PROBLEM DESCRIPTION: Rewrite the data below, starting at the line that contains "the person wearing" and ending at the end of the data, with "white column" renamed to "marble pillar" and everything else unchanged.

ITEMS:
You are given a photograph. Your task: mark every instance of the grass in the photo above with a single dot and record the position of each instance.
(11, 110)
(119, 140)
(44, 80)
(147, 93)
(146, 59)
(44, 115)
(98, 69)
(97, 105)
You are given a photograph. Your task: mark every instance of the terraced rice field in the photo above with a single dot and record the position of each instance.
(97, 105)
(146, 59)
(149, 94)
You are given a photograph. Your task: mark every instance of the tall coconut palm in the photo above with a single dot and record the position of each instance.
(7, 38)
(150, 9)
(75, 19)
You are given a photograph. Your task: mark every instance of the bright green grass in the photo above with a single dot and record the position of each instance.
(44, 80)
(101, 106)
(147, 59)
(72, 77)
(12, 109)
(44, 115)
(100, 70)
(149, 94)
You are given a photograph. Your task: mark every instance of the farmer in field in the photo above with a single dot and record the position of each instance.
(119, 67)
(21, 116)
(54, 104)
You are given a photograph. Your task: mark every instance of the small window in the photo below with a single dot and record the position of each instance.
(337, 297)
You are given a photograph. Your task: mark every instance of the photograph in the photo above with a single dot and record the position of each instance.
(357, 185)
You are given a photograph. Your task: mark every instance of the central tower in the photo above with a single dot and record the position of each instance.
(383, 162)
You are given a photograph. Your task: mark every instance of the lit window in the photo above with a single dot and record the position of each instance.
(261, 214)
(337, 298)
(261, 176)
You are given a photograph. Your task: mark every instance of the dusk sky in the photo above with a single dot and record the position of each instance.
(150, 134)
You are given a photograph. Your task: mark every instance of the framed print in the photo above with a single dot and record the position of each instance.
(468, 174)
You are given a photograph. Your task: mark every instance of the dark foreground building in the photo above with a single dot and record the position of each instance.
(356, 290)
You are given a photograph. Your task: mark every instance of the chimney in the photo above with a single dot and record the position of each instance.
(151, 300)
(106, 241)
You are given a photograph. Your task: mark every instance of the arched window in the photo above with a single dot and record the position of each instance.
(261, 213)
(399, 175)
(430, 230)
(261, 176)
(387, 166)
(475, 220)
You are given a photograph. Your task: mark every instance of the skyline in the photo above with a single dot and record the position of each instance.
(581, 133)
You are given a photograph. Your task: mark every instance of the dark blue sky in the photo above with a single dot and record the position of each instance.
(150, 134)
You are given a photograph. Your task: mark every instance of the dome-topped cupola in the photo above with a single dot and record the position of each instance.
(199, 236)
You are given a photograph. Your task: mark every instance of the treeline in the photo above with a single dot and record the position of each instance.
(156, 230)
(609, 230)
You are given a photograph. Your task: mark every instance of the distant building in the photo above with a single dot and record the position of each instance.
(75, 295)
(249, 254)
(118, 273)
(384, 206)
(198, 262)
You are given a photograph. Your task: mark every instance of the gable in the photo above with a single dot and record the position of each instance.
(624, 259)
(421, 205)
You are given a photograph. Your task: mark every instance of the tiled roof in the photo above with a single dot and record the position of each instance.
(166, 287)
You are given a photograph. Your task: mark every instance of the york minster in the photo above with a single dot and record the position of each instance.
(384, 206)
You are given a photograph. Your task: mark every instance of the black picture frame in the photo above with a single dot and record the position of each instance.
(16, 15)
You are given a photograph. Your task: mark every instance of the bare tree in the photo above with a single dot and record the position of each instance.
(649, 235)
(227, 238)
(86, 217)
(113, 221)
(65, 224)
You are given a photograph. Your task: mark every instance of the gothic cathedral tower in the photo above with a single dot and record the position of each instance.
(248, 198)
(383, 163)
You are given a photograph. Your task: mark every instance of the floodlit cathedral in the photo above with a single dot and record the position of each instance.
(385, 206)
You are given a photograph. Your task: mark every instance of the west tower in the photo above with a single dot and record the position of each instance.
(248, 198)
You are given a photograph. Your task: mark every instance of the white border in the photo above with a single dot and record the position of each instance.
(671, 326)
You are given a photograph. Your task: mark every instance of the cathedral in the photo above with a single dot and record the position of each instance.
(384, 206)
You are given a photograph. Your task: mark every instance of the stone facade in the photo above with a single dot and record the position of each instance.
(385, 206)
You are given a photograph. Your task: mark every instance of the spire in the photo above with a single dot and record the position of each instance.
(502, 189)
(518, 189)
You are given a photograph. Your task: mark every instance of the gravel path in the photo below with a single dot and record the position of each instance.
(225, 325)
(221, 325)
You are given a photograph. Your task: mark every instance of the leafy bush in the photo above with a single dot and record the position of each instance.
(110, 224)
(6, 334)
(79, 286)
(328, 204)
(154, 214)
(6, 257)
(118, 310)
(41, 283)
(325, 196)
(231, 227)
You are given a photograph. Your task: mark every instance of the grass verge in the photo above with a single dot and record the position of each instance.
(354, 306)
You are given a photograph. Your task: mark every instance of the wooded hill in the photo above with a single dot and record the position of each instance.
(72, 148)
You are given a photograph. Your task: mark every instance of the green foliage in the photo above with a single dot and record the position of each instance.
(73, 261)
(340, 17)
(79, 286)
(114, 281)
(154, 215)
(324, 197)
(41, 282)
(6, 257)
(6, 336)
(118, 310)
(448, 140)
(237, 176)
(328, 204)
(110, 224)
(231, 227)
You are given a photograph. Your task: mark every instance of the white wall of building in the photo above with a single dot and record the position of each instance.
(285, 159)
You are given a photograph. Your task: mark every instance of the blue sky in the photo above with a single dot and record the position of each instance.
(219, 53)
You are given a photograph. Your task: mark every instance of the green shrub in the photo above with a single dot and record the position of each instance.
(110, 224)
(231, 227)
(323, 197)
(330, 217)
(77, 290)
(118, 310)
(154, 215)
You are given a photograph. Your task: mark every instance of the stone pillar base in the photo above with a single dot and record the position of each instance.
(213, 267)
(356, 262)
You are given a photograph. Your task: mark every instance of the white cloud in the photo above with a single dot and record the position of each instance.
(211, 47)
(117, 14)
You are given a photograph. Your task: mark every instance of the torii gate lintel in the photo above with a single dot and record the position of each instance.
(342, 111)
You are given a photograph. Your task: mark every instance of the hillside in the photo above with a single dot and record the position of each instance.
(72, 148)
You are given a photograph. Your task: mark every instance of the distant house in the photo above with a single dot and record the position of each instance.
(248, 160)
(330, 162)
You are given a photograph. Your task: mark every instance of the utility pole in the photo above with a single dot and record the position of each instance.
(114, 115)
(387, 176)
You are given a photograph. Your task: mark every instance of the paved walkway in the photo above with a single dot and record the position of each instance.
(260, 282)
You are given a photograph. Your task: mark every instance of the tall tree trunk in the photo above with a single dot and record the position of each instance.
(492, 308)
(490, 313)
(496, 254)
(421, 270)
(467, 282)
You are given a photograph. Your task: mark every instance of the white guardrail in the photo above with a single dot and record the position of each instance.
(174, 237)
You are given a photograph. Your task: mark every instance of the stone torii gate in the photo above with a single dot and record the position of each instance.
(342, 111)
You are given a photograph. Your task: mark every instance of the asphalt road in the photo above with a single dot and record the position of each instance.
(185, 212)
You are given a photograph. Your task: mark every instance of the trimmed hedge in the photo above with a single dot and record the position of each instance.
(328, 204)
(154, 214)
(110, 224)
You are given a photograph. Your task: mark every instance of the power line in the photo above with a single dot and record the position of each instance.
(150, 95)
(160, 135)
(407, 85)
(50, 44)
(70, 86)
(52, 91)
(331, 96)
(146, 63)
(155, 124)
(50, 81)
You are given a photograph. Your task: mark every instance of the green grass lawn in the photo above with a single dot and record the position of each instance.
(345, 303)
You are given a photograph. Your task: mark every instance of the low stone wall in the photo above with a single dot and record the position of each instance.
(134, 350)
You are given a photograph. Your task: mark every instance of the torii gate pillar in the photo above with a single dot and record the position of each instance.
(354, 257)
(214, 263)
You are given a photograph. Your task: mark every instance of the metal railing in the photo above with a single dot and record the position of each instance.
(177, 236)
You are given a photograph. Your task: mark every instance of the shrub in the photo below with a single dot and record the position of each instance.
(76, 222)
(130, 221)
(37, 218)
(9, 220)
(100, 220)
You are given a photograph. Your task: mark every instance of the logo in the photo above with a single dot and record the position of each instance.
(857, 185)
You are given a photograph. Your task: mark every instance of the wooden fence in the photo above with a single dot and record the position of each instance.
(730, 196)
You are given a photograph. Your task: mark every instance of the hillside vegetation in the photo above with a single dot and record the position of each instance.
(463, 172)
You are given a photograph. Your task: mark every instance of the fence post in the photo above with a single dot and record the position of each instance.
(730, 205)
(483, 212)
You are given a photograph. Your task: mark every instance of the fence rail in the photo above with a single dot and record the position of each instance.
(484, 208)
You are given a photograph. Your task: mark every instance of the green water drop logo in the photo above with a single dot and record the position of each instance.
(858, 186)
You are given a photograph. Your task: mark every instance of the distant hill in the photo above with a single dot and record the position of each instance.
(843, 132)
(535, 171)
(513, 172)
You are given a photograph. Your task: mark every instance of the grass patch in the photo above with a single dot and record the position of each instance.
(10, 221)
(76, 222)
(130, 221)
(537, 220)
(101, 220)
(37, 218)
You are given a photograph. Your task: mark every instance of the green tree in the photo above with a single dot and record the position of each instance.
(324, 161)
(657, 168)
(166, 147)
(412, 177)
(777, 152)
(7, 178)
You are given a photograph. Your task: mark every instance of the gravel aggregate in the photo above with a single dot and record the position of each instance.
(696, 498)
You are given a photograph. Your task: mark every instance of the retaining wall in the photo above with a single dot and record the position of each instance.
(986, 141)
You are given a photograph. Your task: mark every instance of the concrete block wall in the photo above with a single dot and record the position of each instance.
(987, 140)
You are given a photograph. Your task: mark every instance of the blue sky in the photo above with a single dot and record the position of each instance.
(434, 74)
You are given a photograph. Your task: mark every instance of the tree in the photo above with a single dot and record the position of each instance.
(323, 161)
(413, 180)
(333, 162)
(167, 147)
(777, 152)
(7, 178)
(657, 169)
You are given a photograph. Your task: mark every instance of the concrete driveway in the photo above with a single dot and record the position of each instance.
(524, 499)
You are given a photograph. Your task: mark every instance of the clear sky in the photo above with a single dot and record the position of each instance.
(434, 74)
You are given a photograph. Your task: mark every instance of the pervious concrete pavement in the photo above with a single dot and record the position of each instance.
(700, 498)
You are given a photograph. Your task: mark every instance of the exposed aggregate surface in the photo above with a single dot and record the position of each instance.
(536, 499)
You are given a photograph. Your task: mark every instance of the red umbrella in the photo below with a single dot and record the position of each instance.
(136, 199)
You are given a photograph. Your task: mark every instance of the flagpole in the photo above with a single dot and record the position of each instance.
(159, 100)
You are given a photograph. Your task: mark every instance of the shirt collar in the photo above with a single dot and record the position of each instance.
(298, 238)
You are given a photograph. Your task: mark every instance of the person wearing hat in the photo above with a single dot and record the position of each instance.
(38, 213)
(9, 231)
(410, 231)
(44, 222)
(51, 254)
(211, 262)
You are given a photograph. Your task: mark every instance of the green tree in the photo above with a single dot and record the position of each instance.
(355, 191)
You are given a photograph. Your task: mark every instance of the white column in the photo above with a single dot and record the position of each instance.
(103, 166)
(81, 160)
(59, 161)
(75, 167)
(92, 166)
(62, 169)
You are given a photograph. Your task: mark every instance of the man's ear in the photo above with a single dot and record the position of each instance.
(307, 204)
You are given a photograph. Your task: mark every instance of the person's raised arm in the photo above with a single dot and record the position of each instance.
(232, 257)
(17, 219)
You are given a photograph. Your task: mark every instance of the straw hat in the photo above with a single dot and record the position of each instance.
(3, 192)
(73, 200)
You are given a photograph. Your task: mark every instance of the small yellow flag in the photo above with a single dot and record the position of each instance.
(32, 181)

ANSWER IN FULL:
You are given a photograph. Your task: mark every instance of the person wearing hat in the photo above with a single dot and record the position of each instance.
(38, 213)
(9, 231)
(410, 231)
(44, 222)
(51, 254)
(211, 262)
You are given a photograph. Your task: mark every instance of the green tree in the photo above with a single dot and record the position of each instance.
(355, 191)
You are given a photograph. Your task: mark every instance of the marble pillar in the photo above with a single dot and record the position of each instance.
(103, 166)
(81, 160)
(59, 161)
(75, 167)
(92, 166)
(62, 169)
You are given a photograph. Your task: mark every instance of the man's ear in the photo above with a single dot and record the position of each instance.
(307, 204)
You are given a photograph. Your task: mark every instance of the person's raised arm in the photo above with a single dot and record the position of each instance.
(232, 257)
(17, 219)
You are given a photograph. Your task: mark every instance of the straw hat in the photo above with a single dot and record the position of each instance.
(3, 192)
(73, 200)
You are given a photograph. Your task: mark every instance of the small yellow flag in the photo above with a single dot and record the position of each instance.
(32, 181)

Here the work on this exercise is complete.